Task directions :: Give an exact copy of every line, leaving images out.

Records shown ::
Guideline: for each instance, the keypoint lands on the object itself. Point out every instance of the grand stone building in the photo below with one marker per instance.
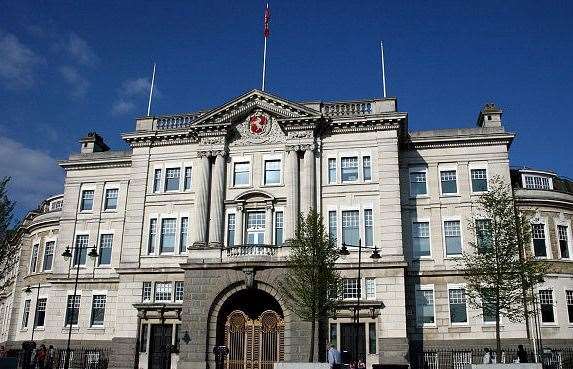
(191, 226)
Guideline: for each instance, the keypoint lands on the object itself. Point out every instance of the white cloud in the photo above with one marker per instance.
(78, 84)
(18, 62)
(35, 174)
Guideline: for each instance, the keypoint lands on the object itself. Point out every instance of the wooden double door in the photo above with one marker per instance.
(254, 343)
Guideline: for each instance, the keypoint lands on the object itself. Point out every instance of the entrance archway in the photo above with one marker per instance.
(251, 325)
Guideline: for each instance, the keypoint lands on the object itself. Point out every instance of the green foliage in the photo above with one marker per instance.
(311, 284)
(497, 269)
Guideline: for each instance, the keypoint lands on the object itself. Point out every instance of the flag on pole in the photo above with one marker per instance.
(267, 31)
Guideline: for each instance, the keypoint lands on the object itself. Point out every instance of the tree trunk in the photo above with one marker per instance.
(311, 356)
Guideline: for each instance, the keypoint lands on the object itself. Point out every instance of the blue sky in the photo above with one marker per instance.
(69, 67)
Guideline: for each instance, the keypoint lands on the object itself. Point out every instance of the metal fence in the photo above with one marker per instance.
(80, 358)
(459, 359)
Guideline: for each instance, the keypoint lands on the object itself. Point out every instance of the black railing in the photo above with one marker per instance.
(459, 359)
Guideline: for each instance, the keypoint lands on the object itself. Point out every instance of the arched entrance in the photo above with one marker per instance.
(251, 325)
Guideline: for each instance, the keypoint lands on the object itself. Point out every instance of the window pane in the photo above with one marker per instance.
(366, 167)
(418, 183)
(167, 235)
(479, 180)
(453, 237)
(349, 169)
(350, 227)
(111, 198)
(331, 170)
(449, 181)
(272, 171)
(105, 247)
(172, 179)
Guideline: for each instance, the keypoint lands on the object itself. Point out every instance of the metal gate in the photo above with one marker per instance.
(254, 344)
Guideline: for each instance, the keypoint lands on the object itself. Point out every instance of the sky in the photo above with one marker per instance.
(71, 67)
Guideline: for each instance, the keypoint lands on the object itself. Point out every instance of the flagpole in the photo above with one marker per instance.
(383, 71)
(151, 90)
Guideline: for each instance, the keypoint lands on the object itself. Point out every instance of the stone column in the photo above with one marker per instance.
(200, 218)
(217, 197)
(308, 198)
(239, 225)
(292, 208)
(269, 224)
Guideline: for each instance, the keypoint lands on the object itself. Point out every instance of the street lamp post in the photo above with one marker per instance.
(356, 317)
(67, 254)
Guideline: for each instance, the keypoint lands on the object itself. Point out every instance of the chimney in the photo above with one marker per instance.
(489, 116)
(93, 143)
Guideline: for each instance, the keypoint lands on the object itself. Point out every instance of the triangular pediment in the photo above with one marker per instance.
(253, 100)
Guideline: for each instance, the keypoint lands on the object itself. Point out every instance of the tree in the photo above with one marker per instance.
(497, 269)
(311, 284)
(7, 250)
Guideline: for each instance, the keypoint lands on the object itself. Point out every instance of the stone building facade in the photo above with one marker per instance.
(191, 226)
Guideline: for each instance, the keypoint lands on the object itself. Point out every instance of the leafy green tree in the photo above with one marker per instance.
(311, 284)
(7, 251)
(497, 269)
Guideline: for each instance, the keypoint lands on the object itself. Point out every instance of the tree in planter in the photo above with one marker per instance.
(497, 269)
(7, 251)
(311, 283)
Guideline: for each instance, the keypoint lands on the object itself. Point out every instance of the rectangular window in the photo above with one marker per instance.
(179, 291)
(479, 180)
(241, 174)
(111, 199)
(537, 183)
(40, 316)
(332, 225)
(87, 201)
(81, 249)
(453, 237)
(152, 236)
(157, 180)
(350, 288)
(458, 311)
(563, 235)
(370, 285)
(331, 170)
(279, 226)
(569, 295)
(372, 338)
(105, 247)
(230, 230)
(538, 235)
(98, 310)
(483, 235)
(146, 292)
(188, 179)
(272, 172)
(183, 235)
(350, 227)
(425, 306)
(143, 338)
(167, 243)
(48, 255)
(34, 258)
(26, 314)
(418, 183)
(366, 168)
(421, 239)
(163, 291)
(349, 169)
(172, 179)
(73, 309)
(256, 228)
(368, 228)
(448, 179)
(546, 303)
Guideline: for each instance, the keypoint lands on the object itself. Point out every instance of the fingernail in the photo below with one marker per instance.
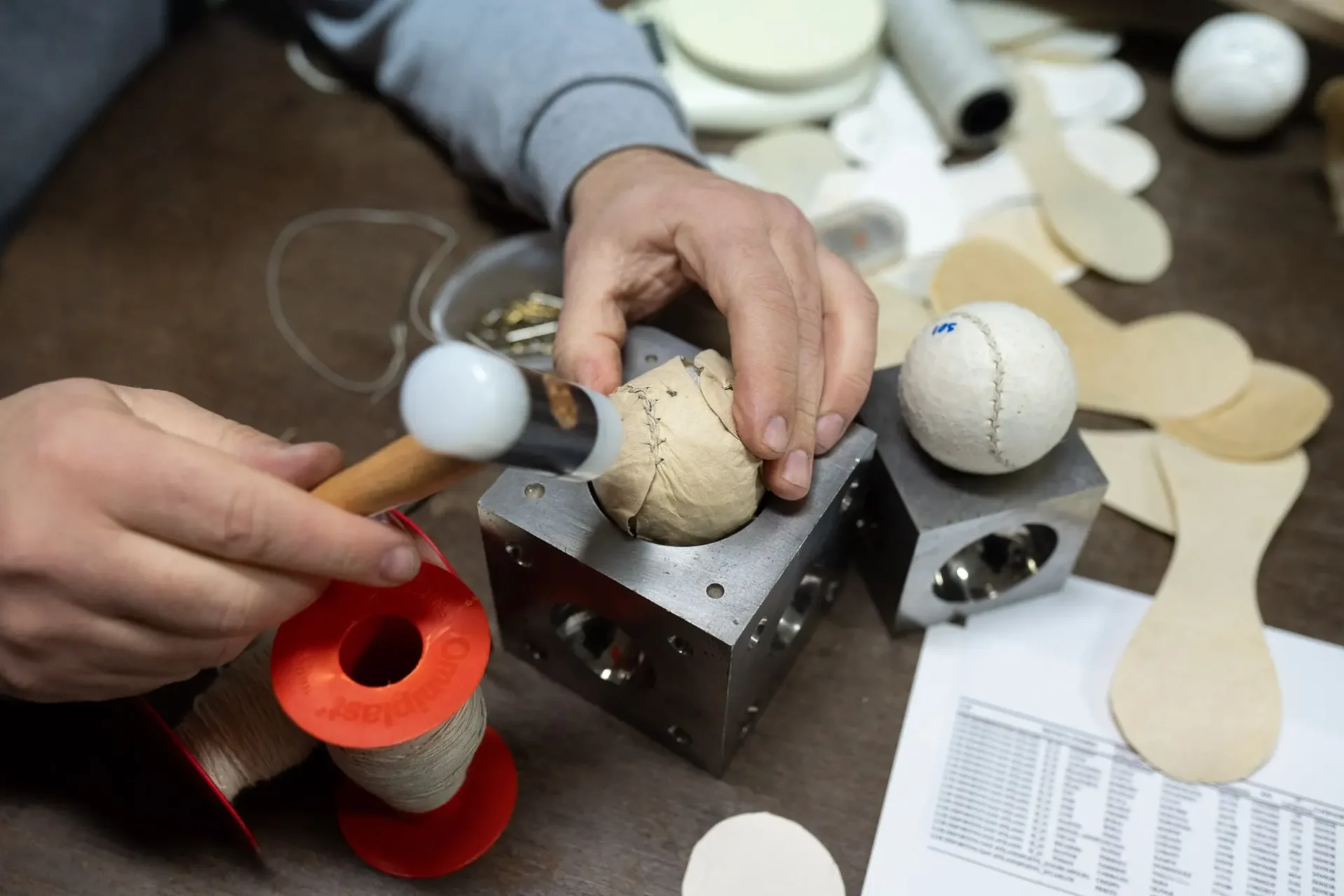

Task response ::
Guideline: for each instance, the keypoint lands on the object itself. Point out every instance of the grand stone building in the photo below with one marker per instance.
(191, 226)
Guideline: for each instance, the keypoint lands on the object itself. Point out every instance of the white cloud in the photo above with one marker per instance.
(78, 84)
(18, 62)
(35, 174)
Guideline: for each instance, the keypoint lands on the object itself. Point out every instance of the wooden double door in the photo above with one marker per instance.
(254, 343)
Guideline: for each instance, the keypoint lands on the object itself. Point out every instance of the entrance archway in the photo above with one marker per instance.
(251, 325)
Guideline: for each instance, the keypoint lands on the object itself. Point out every instance of the green foliage in the photo above with one marker per instance.
(311, 284)
(497, 269)
Guideline: for each instance, the keypoint lands on the object itself. Point out every instance of the flag on pole in the photo above with one marker per instance.
(267, 31)
Guideline: for each instance, the keypoint lands on the object itself. Point out every instance of the tree trunk in the photo above with one marker per instance.
(311, 356)
Guideline: for each instance, the keypoint lands on the object itself. Point out every instance of the blue sky in the photo above with one marker per instance.
(69, 67)
Guideline: for each instance, the keypoint lands on the object itself. Point out every instance of the metal fence in the photo above with one marker per instance.
(80, 358)
(459, 359)
Guideline: for each instance, the keypoint lands on the object itself. Point out every instance of the black railing in the photo above with one marker per instance.
(459, 359)
Guideline: for each instance, the keypoint lands on the object itself. Point out every instance of the arched entrance in the photo above with one marker per instance.
(251, 325)
Guideline: for each instance, the keypoint lands on the object itself. Point out every instance of the window pane in the photo above with one marker per instance.
(366, 167)
(418, 183)
(167, 235)
(479, 180)
(453, 237)
(349, 169)
(350, 227)
(111, 198)
(331, 170)
(449, 181)
(272, 171)
(105, 247)
(172, 179)
Guideline: for each instance, the keypoint lands on the object itself. Point out every instance of the metal gate in the photo above with one marker per instance.
(254, 344)
Guideline: for each instance, the keypoint lands on the object itself. Point out every instance of the sky in the photo above with one marker per instance.
(71, 67)
Guideline: for each instance, the keypoint lands on the object itself. Point out every instance of the flagpole in the photo above with one marker per instance.
(383, 71)
(151, 90)
Guideline: for each instance, the keypoint lands on the object itself. Point out every instance of the stone column in the photo above with one marker per instance.
(200, 218)
(217, 197)
(308, 198)
(239, 225)
(292, 208)
(269, 224)
Guideline: for each instance, the keypoint lands on the object itself. Point out every instance of the street lamp post in the photo above with one marker per instance.
(356, 317)
(67, 254)
Guideline: for each instance, the keypoint lands on the object itself. Point out every instance of the chimney in the photo above with one marker per instance.
(489, 116)
(93, 143)
Guideline: for each instance, the keypoint lands on the object itself. Point out every instance of the triangular pediment in the photo above with one marker per instance.
(253, 100)
Guideline: for each instance, the keypoint lands on the object itself. Point out every instance of the tree in the photo above with one marker per instance.
(497, 269)
(311, 284)
(7, 250)
Guideline: for each instance, the keypoint lands on the object itself. Point out every instance of the stone building facade in the photo above with one marker per instance.
(191, 226)
Guideline: for each instance, the keypoint lands on the object itself. Point out every instance of the leafy green tree in the photo above with one marker per instance.
(311, 284)
(7, 251)
(497, 269)
Guideline: for each instance, the keypoint lands on the object itself. Point out every instance of the tree in planter in the photo above with one marker per instance.
(497, 269)
(7, 251)
(311, 283)
Guideline: for each instance, the keypoint lands on the object itself. Point out every instance of the rectangular window in the photo above with one marker per instance.
(179, 291)
(479, 180)
(241, 174)
(111, 199)
(537, 183)
(40, 316)
(332, 225)
(87, 201)
(81, 249)
(453, 237)
(152, 236)
(157, 180)
(350, 288)
(458, 311)
(563, 235)
(370, 285)
(331, 170)
(279, 226)
(569, 295)
(372, 338)
(105, 247)
(230, 230)
(538, 235)
(98, 310)
(483, 235)
(146, 292)
(188, 179)
(272, 172)
(183, 235)
(350, 227)
(425, 306)
(143, 338)
(167, 243)
(48, 255)
(34, 258)
(26, 314)
(418, 183)
(366, 168)
(421, 239)
(163, 291)
(349, 169)
(172, 179)
(73, 309)
(256, 228)
(368, 228)
(448, 179)
(546, 303)
Guideline: for each instance, the keypoint lands on the object itself. Point out every instance of the fingernail in the photo below with one marker per instance.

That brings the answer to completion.